## About this task
Your task is to gather the lines below that hold the string "white".
########################################
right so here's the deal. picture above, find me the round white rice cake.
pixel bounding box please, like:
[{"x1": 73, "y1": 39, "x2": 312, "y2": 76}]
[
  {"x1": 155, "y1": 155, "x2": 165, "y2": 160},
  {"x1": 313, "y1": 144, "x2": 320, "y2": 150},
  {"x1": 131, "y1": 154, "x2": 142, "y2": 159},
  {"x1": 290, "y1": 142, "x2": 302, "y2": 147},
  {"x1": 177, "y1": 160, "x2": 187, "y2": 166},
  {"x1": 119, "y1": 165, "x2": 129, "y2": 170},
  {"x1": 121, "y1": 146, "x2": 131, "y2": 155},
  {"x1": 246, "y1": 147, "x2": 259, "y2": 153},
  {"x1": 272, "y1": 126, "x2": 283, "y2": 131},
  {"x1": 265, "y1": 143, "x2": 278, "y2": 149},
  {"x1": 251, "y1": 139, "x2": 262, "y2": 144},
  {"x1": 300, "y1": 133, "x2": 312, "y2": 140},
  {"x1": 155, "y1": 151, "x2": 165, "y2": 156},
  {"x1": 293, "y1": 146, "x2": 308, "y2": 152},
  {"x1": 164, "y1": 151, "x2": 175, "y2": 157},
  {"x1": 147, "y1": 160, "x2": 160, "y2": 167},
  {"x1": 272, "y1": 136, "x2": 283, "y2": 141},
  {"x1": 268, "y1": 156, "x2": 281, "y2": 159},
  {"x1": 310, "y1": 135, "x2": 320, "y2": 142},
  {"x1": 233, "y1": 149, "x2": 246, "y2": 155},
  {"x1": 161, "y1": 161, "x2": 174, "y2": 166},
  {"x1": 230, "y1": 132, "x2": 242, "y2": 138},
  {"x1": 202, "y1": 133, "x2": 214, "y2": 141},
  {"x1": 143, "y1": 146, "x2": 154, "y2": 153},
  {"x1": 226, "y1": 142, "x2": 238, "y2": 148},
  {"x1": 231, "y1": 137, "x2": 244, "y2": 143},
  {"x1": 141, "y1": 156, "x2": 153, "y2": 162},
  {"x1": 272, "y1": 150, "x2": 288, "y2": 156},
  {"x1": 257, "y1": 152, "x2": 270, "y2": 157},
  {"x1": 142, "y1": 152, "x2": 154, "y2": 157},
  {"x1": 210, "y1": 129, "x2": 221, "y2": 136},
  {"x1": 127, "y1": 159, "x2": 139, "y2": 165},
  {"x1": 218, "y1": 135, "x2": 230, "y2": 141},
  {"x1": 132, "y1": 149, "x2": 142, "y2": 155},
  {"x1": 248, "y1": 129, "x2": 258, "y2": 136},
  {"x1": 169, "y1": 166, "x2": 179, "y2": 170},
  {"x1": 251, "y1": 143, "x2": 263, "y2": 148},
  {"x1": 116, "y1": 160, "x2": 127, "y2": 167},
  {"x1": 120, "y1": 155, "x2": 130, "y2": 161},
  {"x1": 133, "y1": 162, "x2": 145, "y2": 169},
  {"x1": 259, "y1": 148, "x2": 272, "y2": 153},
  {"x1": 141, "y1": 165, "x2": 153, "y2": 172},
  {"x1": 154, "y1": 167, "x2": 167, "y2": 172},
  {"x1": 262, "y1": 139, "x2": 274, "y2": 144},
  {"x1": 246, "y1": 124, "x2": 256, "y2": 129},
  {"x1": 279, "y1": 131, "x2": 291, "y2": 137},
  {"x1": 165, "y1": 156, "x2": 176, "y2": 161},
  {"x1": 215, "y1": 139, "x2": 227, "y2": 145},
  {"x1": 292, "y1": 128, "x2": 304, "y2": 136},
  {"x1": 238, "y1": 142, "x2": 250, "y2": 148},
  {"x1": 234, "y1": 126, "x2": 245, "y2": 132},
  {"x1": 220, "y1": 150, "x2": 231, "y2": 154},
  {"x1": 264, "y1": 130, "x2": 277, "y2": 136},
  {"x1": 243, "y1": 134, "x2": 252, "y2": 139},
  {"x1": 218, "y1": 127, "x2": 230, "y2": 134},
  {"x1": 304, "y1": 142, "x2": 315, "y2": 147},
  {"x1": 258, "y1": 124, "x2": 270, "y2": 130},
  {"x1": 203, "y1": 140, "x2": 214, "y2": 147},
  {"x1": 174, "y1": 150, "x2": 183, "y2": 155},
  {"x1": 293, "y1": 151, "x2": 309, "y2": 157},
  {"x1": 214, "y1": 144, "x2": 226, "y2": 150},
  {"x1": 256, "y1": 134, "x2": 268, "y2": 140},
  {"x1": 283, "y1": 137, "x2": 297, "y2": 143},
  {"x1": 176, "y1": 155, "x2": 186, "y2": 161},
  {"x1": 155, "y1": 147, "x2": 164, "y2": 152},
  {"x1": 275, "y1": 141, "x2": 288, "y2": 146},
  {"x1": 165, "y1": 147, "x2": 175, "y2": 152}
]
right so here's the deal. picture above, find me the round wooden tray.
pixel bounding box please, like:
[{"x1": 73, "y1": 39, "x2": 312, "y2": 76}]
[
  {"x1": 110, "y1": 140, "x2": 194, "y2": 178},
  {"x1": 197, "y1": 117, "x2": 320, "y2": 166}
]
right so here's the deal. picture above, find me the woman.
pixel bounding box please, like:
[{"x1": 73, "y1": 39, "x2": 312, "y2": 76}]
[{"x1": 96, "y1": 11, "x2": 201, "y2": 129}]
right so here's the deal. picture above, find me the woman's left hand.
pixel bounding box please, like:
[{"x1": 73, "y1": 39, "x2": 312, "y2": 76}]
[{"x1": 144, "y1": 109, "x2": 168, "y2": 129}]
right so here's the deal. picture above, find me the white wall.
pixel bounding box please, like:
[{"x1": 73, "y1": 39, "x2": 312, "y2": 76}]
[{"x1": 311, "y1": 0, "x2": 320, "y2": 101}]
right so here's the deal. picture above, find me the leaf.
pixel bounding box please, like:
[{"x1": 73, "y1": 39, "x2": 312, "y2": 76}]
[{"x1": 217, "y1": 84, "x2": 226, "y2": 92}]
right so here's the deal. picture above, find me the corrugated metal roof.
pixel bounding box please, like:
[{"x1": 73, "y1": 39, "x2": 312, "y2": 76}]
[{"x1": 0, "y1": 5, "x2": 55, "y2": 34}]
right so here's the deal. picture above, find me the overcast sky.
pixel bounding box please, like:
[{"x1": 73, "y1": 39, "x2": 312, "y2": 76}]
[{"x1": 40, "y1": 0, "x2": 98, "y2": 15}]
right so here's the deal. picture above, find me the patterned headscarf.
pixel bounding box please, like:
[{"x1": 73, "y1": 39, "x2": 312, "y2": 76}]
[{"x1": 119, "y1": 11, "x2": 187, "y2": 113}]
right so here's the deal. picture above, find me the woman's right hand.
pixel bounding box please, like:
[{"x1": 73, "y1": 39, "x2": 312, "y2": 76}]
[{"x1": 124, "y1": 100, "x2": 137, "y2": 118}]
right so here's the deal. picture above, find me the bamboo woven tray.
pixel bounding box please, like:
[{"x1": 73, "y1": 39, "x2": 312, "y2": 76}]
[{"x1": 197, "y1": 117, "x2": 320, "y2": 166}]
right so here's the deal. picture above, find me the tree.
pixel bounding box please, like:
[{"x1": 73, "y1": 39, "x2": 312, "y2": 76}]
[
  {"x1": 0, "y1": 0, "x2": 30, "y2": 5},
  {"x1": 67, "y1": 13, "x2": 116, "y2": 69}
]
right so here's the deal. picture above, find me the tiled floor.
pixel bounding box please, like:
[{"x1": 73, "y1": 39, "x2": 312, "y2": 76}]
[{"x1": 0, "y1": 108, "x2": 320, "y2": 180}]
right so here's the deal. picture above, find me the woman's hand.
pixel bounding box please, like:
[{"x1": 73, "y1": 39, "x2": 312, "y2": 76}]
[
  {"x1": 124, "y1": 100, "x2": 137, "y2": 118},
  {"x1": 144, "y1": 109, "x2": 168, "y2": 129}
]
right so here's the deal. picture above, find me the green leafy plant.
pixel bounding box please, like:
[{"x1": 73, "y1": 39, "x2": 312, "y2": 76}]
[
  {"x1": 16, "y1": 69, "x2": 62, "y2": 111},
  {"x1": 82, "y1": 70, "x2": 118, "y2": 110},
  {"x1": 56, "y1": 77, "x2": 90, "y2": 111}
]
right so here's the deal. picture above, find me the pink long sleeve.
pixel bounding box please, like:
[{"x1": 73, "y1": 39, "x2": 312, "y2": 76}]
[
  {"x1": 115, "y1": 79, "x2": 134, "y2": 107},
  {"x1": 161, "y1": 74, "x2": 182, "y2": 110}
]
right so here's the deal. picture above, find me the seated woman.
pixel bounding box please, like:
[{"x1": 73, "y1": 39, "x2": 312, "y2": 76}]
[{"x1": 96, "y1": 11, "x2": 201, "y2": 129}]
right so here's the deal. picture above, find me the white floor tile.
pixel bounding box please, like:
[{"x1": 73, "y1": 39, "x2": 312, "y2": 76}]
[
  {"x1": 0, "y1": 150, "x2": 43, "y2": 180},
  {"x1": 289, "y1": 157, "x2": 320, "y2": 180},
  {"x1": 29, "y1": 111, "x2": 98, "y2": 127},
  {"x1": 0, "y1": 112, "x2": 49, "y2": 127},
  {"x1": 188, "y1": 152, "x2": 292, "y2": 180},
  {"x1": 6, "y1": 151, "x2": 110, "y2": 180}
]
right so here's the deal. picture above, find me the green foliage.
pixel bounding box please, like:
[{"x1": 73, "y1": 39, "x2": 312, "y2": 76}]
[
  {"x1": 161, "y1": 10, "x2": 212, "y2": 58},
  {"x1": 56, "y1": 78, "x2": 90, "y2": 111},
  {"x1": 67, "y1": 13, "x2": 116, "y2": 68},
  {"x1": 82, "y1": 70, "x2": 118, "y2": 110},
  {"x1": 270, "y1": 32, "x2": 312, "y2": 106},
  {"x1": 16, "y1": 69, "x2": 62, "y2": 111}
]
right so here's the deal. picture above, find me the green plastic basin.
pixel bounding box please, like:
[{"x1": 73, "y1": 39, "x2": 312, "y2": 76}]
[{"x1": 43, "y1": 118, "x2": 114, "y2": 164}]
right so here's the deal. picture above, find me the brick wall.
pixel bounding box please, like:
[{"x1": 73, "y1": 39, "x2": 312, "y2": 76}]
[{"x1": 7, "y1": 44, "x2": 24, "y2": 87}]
########################################
## Response to this task
right so here's the deal. picture above, find me the round white rice cake.
right so here's the deal. picture above, find me the white wall.
right so here's the deal. picture above, find me the white floor tile.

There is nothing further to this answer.